• _Work instruction A_: Can you copy the part of the forum thread on travel to Cyprus that opens with the words containing "I can see the" and closes with "(Jul 8, 2012)"?
• _Work instruction B_: Can you go on with the forum thread on travel to Cyprus from the point where it stops?

Quoted passage below:

# Good news for UK Travel to Cyprus.



## Shotokan101 (Mar 29, 2019)

Cyprus to allow vaccinated UK tourists from May 1


They will be allowed into the country without a negative Covid test or needing to quarantine




www.standard.co.uk


----------



## Veronica (Apr 5, 2008)

Shotokan101 said:


> Cyprus to allow vaccinated UK tourists from May 1
> 
> 
> They will be allowed into the country without a negative Covid test or needing to quarantine
> ...


I can see the future being very much a case of being able to go abroad, go to theatres and many other things as long as you have a vaccination certificate. This means that those who refuse the vaccine will be restricted to what they are able to do. Maybe it will make them think twice before refusing it. Not sure though where that leaves people who because they have an illness which might be negatively affected by the vaccine are unable to have it.


----------



## David_&_Letitia (Jul 8, 2012)

Letitia and I are fully supportive of the inoculation programme and will readily have our jabs when they’re due which, in Cyprus, may not be for 2-3 months. In addition, I hope that all our children and grandchildren in the UK will be vaccinated as soon as possible. However, I have many reservations about any introduction of a positive discrimination against those who cannot or will not have the vaccine via some sort of ‘Covid Passport’. 

We have all given up many freedoms we originally took for granted - all for ‘the greater good.’ Here in Cyprus, for example, we cannot venture out of our homes between 9pm and 5am due to a curfew. With all hospitality closed, we must now surely ask ‘Why?’ We cannot leave our homes during the remaining hours unless we seek and obtain permission from the government via an SMS and then only twice a day - all because the Health Minister has decreed that no-one should need to go out any more than which has been authorised! All workers are currently required to have a mandatory weekly Covid test with severe fines for transgressors. This is despite EU regulations which prohibit mandatory medical procedures which, I believe, includes having a cotton bud shoved up your nose!

Where on earth would a policy of vaccine passports end? Today - required for travel. Tomorrow- required to go to the Mall or out for a meal?


----------



## Shotokan101 (Mar 29, 2019)

David_&_Letitia said:


> Letitia and I are fully supportive of the inoculation programme and will readily have our jabs when they’re due which, in Cyprus, may not be for 2-3 months. In addition, I hope that all our children and grandchildren in the UK will be vaccinated as soon as possible. However, I have many reservations about any introduction of a positive discrimination against those who cannot or will not have the vaccine via some sort of ‘Covid Passport’.
> 
> We have all given up many freedoms we originally took for granted - all for ‘the greater good.’ Here in Cyprus, for example, we cannot venture out of our homes between 9pm and 5am due to a curfew. With all hospitality closed, we must now surely ask ‘Why?’ We cannot leave our homes during the remaining hours unless we seek and obtain permission from the government via an SMS and then only twice a day - all because the Health Minister has decreed that no-one should need to go out any more than which has been authorised! All workers are currently required to have a mandatory weekly Covid test with severe fines for transgressors. This is despite EU regulations which prohibit mandatory medical procedures which, I believe, includes having a cotton bud shoved up your nose!

End of Quoted passage.
Record set below:

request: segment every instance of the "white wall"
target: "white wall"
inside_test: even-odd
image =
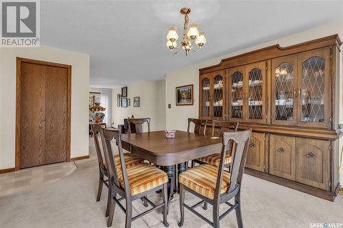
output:
[[[89,88],[89,92],[100,92],[99,88]]]
[[[165,81],[142,80],[128,85],[128,98],[131,105],[128,107],[118,107],[117,94],[121,94],[121,87],[115,88],[113,91],[113,120],[115,126],[123,124],[123,119],[131,117],[151,118],[151,130],[163,130],[165,126]],[[133,107],[134,97],[140,97],[140,107]],[[144,131],[147,128],[143,128]]]
[[[211,60],[202,62],[193,65],[188,66],[180,69],[169,72],[166,77],[166,105],[172,104],[172,108],[166,107],[166,127],[167,129],[187,130],[187,121],[189,117],[198,117],[199,110],[199,68],[217,64],[223,58],[235,56],[248,51],[259,49],[270,45],[279,44],[281,47],[287,47],[298,44],[316,38],[338,34],[340,38],[343,39],[343,23],[333,23],[320,27],[314,29],[292,35],[281,39],[268,42],[265,44],[252,47],[244,50],[228,53]],[[211,40],[209,40],[211,42]],[[206,48],[206,47],[205,47]],[[341,47],[340,57],[340,123],[343,123],[343,47]],[[197,53],[201,55],[201,51]],[[194,84],[194,105],[193,106],[176,106],[175,105],[175,87],[182,85]],[[340,140],[340,150],[343,145],[343,137]],[[341,168],[343,173],[343,167]],[[343,175],[340,177],[340,183],[343,183]]]
[[[16,57],[71,65],[71,157],[88,155],[89,55],[43,46],[2,48],[0,49],[0,169],[15,166]]]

End of Record set.

• _Exercise answer A_:
I can see the future being very much a case of being able to go abroad, go to theatres and many other things as long as you have a vaccination certificate. This means that those who refuse the vaccine will be restricted to what they are able to do. Maybe it will make them think twice before refusing it. Not sure though where that leaves people who because they have an illness which might be negatively affected by the vaccine are unable to have it.


----------



## David_&_Letitia (Jul 8, 2012)

• _Exercise answer B_:
> 
> Where on earth would a policy of vaccine passports end? Today - required for travel. Tomorrow- required to go to the Mall or out for a meal?


I don't think that anyone should be forced to be vaccinate and I definitely don't agree with any forced exclusions or unnecessary restrictions on anyone who is medically excluded or exempt from being vaccinated

I have no problem with air or other forms of public travel restrictions for anyone simply refusing the vaccines 

The many hypothetical possible future extensions of the requirement for proof of vaccination are a whole other subject from international travel and can be fully debated if or when such restrictions are proposed.


----------



## nhowarth (Dec 6, 2017)

If people decide they don't want to be vaccinated, they have to accept the consequences of their decision. If that means they're not permitted to use public transport, visit cinemas, theatres, or work in the NHS, etc., so be it.


----------



## Veronica (Apr 5, 2008)

I have been told that I may not be able to have the vaccine as there are quite a lot of medications that I cannot take due to a stupid illness. Not enough research has been done with certain conditions so it will take time to know what is and is not safe. So my concern is that if people don't have the vaccine simply because they don't want to it means that those who cannot have it are being put at risk. Consequently staying at home is going to be the only option for a long time for people like me.


----------



## mikehump3 (Aug 28, 2012)

I understood that the UK was not allowing foreign travel by UK residents until 17 May at the earliest. As for vaccination certificates, even the ponderous EU have not formulated a plan for the future. Ideas yes but not a plan. Such a plan would not be actionable until the middle of the year. (Cynics - please refrain from asking "Which year?")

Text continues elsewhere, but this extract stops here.